Methodology | The Reading Room

Everything here passed a manual filter. The algorithm surfaces it; I decide whether it belongs. What gets published reflects what I think is worth thinking about -- not what performed well or what arrived most recently.

The X Pipeline

The following describes how content from X (Twitter) is discovered, processed, and published. The papers pipeline is separate -- papers are added manually and annotated in a distinct format.

Discovery

Encountered in the feed

X surfaces the content. I read it, decide it's worth keeping, and bookmark it. Nothing enters the pipeline without that manual decision -- the algorithm is just the delivery mechanism.

Clipping

Obsidian Reader extension

One click with the Obsidian Reader browser extension clips the tweet and its full reply thread to my local Obsidian vault, filed under a Tweets label. The full thread context -- not just the top-level post -- is preserved as markdown.

Storage

Local Obsidian vault

Obsidian stores each clip as a structured markdown file in a local directory. The files accumulate there until the next scheduled ingest. Nothing is sent anywhere until Claude picks them up.

Detection

Claude checks for new files daily

A Claude scheduled task runs each day. It calls a parser that compares files in the Obsidian Tweets directory against the existing tweets.json and outputs only entries that haven't been ingested yet. If nothing is new, it stops there.

Validation

Parser checks for categorical mistakes

Before enrichment, each parsed entry is checked against a set of known failure patterns: author handle vs. source URL mismatches, reply text leaking into the main tweet slot, raw image markdown surviving the filter, and duplicate source URLs. When a new failure is found, Claude traces it to the source file, patches the parser to prevent recurrence, and appends the pattern to a persistent issues log. The pipeline accumulates its own institutional memory -- each mistake caught makes the next run more reliable.

Enrichment

Claude annotates each entry

For each new tweet, Claude reads the full thread and generates four things: a commentary (2-3 sentences on why it matters from a research or policy lens), a plain-language version of the same take, a set of tags for granular filtering, and two classification fields -- sector (the subject domain) and source type (Official, Company, or Individual). Existing entries are used as labeled examples so classifications stay consistent over time.

> [Extracted records]:

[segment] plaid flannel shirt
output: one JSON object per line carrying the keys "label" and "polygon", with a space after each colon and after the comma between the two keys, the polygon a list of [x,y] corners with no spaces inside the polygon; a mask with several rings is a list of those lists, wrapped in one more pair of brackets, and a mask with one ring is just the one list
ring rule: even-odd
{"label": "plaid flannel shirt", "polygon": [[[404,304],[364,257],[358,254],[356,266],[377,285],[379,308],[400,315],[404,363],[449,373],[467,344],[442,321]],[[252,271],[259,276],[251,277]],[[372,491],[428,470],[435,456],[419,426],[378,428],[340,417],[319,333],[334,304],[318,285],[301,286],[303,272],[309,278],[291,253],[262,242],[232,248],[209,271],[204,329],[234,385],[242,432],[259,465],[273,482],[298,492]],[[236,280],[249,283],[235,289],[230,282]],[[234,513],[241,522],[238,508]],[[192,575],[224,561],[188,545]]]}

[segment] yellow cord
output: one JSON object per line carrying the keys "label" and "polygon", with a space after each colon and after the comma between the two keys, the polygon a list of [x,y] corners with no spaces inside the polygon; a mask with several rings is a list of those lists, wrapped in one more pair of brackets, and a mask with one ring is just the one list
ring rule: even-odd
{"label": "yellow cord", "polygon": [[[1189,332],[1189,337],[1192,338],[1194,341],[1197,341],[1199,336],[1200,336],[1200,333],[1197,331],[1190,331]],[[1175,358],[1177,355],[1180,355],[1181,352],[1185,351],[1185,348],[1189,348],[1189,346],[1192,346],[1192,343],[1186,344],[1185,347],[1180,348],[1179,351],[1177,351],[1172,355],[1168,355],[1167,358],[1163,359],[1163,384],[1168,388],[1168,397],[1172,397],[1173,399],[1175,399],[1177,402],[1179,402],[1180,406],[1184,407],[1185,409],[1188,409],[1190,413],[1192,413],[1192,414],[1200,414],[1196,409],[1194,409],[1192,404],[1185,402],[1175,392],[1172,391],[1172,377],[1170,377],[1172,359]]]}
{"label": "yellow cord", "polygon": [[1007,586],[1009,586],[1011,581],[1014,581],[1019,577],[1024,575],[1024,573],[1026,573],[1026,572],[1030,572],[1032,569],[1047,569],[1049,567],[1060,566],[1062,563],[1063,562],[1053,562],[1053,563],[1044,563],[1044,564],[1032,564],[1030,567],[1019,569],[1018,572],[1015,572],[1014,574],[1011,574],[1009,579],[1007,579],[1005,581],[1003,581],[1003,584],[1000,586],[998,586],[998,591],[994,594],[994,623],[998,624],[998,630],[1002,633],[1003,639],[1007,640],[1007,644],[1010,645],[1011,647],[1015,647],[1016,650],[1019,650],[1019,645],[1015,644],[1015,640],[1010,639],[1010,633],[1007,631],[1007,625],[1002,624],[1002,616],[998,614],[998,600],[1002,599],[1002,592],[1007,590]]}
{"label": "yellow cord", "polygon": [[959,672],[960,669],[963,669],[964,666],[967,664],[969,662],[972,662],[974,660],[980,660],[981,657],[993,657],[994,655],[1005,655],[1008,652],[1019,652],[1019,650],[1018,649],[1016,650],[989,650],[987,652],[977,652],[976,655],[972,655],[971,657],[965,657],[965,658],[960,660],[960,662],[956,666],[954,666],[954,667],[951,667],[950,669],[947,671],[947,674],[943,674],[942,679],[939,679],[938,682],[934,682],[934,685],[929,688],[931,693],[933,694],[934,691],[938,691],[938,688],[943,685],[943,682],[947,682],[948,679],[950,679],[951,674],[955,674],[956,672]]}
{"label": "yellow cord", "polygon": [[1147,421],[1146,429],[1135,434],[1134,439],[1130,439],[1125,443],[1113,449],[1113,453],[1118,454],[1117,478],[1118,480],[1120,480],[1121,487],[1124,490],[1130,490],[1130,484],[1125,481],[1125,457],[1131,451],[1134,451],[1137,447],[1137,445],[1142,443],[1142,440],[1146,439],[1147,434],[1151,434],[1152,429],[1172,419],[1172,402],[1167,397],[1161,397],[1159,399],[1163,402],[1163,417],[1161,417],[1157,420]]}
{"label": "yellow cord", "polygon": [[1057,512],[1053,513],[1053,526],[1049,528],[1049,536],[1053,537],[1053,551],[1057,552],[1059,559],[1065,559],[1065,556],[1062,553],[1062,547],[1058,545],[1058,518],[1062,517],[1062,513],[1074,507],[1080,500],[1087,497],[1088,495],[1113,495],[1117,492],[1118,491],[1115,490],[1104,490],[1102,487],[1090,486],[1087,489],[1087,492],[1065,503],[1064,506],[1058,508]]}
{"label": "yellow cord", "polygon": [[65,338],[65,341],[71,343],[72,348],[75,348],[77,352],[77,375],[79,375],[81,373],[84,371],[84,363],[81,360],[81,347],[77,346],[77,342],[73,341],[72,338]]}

> [Work request 1]:
Using the methodology page, decide whether each statement agrees with it. Answer yes or no for each, and quote the words from the page that settle it.
(a) Papers go through the same pipeline as content from X.
(b) The Claude scheduled task runs once a day.
(c) The source type field allows four possible values.
> [Work request 2]:
According to the methodology page, what does the parser compare the files in the Obsidian Tweets directory against?
> [Work request 3]:
Carry on the methodology page from its last sentence.
The items are not needed for any of this.

> [Exercise output 1]:
(a) No: "The papers pipeline is separate -- papers are added manually and annotated in a distinct format."
(b) Yes: "A Claude scheduled task runs each day."
(c) No: "source type (Official, Company, or Individual)"

> [Exercise output 2]:
The existing tweets.json.

> [Exercise output 3]:
Synthesis

Takeaways regenerated from the full corpus

After ingesting new entries, Claude reads everything -- all tweets and papers -- and rewrites the Takeaways section from scratch. This is not a summary of new additions. It's a synthesis of the argument the whole collection is making at that moment. As the corpus grows and diversifies, the takeaways shift to reflect what the reading list is actually saying collectively.

Deployment

Pushed to Cloudflare Pages

Claude appends the enriched entries to tweets.json, writes the updated takeaways.json, and deploys the full site to Cloudflare Pages via Wrangler. The UI is a static site -- no server, no database. The data files are the source of truth.

Classification

Each entry is tagged along three dimensions: tags for granular topic filtering, sector for the subject domain, and source type for who produced it. These drive the sort and filter controls on the main page.

Classification decisions are grounded in the existing corpus -- Claude uses prior entries as labeled examples before assigning fields to new ones. The test for sector is: what is the primary reason this is interesting? The test for source type is: is this an institution speaking officially, or a person speaking for themselves?

Official

Heads of state, ministers, regulators, military leadership posting in their institutional capacity.

Company

Corporate or institutional accounts speaking as the organization -- product announcements, research releases, policy statements.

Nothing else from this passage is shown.